* Reading text
I could see MGM's other Robert, Robert Montgomery but he might have looked too old for Ashley at that point. Or fort aht matter MGM's other OTHER Robert, Robert Young. Or......maybe even Robert Cummings.
by Anonymous | reply 326 | July 1, 2025 12:59 AM |
Wasn't Patric Knowles considered for Ashley? He played Will Scarlet in The Adventures of Robin Hood and was exactly the right type. Just probably not a big enough name for Selznick.
by Anonymous | reply 327 | July 1, 2025 1:00 AM |
Joseph Cotten would’ve made for a VERY interesting Ashley if rumors of his ethnicity are true but I don’t think he was good looking enough. I still like Randolph Scott in the role. Very classically handsome and -blonde- which was necessary to contrast with Gable. I don’t know if he was a good actor. I can’t remember seeing any of his films as I don’t like westerns. Ashley is a very subtle role.
by Anonymous | reply 328 | July 1, 2025 11:11 AM |
Ashley is a mincing prisspot.
by Anonymous | reply 329 | July 1, 2025 3:13 PM |
^^^YES, yes, she is a "mincing prisspot" but that is how Margaret Mitchell wrote him in GWTW.

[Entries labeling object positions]
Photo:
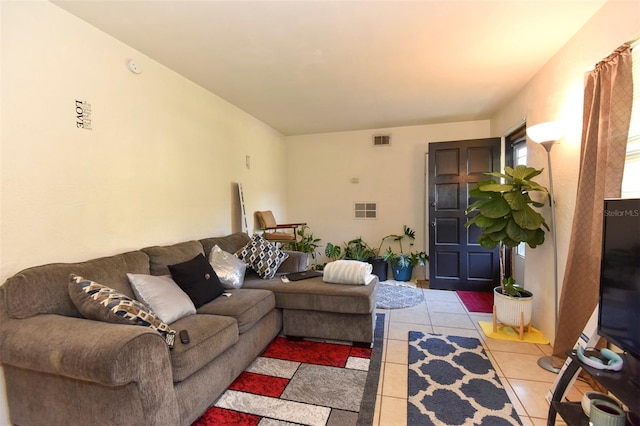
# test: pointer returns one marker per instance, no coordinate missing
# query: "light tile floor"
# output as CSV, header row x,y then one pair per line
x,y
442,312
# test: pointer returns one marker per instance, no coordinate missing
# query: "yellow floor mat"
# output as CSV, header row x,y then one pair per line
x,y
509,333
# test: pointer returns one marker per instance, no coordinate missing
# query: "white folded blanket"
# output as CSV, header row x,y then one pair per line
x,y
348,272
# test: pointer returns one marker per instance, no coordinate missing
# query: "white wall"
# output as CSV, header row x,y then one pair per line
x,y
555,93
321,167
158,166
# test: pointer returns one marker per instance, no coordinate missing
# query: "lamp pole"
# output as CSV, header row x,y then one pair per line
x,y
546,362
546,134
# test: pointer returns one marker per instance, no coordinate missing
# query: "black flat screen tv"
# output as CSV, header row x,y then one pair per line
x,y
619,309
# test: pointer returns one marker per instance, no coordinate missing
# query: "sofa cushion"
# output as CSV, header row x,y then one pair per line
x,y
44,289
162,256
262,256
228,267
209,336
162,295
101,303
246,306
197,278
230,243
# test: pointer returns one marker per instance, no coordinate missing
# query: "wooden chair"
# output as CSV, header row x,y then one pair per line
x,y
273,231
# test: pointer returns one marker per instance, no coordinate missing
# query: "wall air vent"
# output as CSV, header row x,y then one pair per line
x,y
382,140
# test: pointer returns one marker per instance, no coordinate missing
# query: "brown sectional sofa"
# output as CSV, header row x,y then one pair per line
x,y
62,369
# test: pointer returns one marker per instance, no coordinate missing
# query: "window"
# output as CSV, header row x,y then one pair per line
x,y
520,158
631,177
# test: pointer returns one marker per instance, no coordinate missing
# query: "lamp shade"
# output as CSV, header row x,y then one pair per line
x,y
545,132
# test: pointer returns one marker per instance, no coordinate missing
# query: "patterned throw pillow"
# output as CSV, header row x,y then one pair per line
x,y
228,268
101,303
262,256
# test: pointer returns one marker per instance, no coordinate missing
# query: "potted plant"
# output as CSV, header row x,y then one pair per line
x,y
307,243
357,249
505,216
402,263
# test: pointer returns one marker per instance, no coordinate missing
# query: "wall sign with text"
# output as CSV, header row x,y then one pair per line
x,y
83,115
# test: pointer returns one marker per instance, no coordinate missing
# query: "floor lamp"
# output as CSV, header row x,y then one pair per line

* What the task requires
Reproduce the part of the forum discussion starting at "by Anonymous | reply 327" and ending at "very subtle role.". The listing has no connection to the forum discussion about casting Ashley.

* Solution for this task
by Anonymous | reply 327 | July 1, 2025 1:00 AM |
Joseph Cotten would’ve made for a VERY interesting Ashley if rumors of his ethnicity are true but I don’t think he was good looking enough. I still like Randolph Scott in the role. Very classically handsome and -blonde- which was necessary to contrast with Gable. I don’t know if he was a good actor. I can’t remember seeing any of his films as I don’t like westerns. Ashley is a very subtle role.